◆ TEXT TO READ

-*-*-

Now place an empty index.md
in each language home/
. At this point
hugo serve -D
displays a site with a header and footer but otherwise
empty.
Populating the home page
The home (or landing) page is made from "widgets", which can be copied
and tweaked from the theme's example site. Many widgets completely
ignore any content and work only from the front matter, taking custom
data from various parameter files. I try to avoid this approach,
which resembles too much a CMS, but I accepted it for the about.md
widget. I copied it from the example site to each of the home/
directories. To work, this widget requires data stored in
home/authors/admin/_index.md
. Copy and edit from the example site;
after the front matter, text can be added in .md
format that will be
displayed by the widget.
I added an intro (first.md
) by copying from the blank widget. Note
that the weight
parameter is used to select the order in which the
widgets appear.
Menu
The theme comes with a menu, adding to it is done through the
configuration files. You can follow the theme's example, only that
for multilingual sites the definitions must go in the [languages]
section (or langauges.toml
file):
[[en.menu.main]]
name = "Home"

-*-*-

◆ RECORD EXTRACTS

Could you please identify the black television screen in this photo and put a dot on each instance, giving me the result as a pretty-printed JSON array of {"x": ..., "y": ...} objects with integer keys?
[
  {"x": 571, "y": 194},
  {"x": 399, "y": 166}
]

-*-*-

◆ REQUIREMENT A
Reproduce the passage of the Hugo site notes between "Populating the home" and "by the widget.", inclusive.
◆ REQUIREMENT B
Which Markdown (.md) files are named in the Hugo site notes?
◆ REQUIREMENT C
In the Hugo site notes, which parameter sets the order in which the widgets appear?

◆ FINISHED ANSWER A
Populating the home page
The home (or landing) page is made from "widgets", which can be copied
and tweaked from the theme's example site. Many widgets completely
ignore any content and work only from the front matter, taking custom
data from various parameter files. I try to avoid this approach,
which resembles too much a CMS, but I accepted it for the about.md
widget. I copied it from the example site to each of the home/
directories. To work, this widget requires data stored in
home/authors/admin/_index.md
. Copy and edit from the example site;
after the front matter, text can be added in .md
format that will be
displayed by the widget.

◆ FINISHED ANSWER B
index.md
about.md
home/authors/admin/_index.md
first.md

◆ FINISHED ANSWER C
The weight parameter.